Data listing ▸

>>>

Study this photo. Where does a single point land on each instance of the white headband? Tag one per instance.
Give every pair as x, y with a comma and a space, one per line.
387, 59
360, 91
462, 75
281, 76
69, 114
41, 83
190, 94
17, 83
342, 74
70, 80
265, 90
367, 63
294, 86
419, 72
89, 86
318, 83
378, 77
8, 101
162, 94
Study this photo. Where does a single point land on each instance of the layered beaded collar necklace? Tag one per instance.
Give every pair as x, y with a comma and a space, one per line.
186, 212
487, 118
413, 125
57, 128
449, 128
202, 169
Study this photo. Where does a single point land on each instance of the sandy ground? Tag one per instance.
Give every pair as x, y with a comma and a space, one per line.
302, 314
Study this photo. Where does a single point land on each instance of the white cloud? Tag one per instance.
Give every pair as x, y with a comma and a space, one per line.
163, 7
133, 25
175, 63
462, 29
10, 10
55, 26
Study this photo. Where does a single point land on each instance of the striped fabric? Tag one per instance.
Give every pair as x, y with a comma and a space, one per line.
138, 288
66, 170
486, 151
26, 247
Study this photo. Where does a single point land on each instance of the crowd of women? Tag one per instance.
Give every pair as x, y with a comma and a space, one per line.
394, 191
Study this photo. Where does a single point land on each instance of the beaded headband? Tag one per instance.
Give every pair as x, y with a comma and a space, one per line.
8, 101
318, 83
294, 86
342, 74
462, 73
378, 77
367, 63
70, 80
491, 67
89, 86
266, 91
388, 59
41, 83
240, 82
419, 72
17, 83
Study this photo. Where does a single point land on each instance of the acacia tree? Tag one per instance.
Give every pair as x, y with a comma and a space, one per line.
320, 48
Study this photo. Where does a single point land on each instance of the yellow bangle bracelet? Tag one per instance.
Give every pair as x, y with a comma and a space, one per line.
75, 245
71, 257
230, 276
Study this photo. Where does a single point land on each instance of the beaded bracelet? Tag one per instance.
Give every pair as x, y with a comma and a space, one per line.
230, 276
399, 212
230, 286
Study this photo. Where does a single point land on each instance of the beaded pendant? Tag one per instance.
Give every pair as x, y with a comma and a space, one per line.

<<<

Directions ▸ Express every line of the records above as a JSON array of strings, one string per line, omitting any blank lines.

Written response ▸
[
  "Study this photo. Where does a single point land on each instance of the white headband? Tag one per instance.",
  "Give every pair as x, y with a comma and a space, one per line.",
  "387, 59",
  "360, 91",
  "462, 75",
  "281, 76",
  "69, 114",
  "41, 83",
  "190, 94",
  "17, 83",
  "342, 74",
  "70, 80",
  "265, 90",
  "367, 63",
  "294, 86",
  "419, 72",
  "89, 86",
  "318, 83",
  "378, 77",
  "8, 101",
  "162, 94",
  "Study this photo. Where does a single point land on each instance of the layered beaded collar necklace? Tag one per instance.",
  "Give every pair as x, y with a comma and a space, one per line.",
  "186, 212",
  "487, 118",
  "413, 125",
  "57, 128",
  "449, 128",
  "202, 169",
  "Study this photo. Where does a single point land on each instance of the sandy ground? Tag one per instance.",
  "Give every pair as x, y with a comma and a space, one per line.",
  "302, 314",
  "Study this photo. Where does a single point land on each instance of the white cloud? Tag one per instance.",
  "Give every pair as x, y with a comma and a space, one per line.",
  "163, 7",
  "133, 25",
  "175, 63",
  "462, 29",
  "10, 10",
  "55, 26",
  "Study this photo. Where does a single point land on each instance of the striped fabric? Tag one per instance.",
  "Give every pair as x, y with a comma and a space, one per line.",
  "138, 288",
  "66, 170",
  "486, 151",
  "26, 247",
  "Study this photo. Where does a single point land on each instance of the crowd of women? Tag one per instance.",
  "Give every pair as x, y with a comma and a space, one per line.",
  "394, 191",
  "Study this photo. Where does a single point land on each instance of the beaded headband? Tag one per instance.",
  "Give every pair as x, y with a comma and a space, one per line.",
  "8, 101",
  "318, 83",
  "294, 86",
  "342, 74",
  "462, 73",
  "378, 77",
  "367, 63",
  "70, 80",
  "491, 67",
  "89, 86",
  "266, 91",
  "388, 59",
  "41, 83",
  "240, 82",
  "419, 72",
  "17, 83",
  "Study this photo. Where does a single point land on each instance of the acacia tree? Tag one per instance.",
  "Give every pair as x, y with a comma and a space, one per line.",
  "320, 48",
  "Study this photo. Where does a single point land on each instance of the yellow bangle bracelet? Tag one per instance.",
  "Give every pair as x, y with a comma and a space, one per line.",
  "75, 245",
  "71, 257",
  "230, 276",
  "Study this photo. Where does a single point land on each instance of the beaded bracelet? Tag one per instance.",
  "Give every pair as x, y with a comma and a space, one per line.",
  "230, 276",
  "399, 212",
  "230, 286",
  "Study this photo. Where does a single point land on each instance of the beaded pendant? Tag one per instance.",
  "Give every pair as x, y with a comma and a space, one per line."
]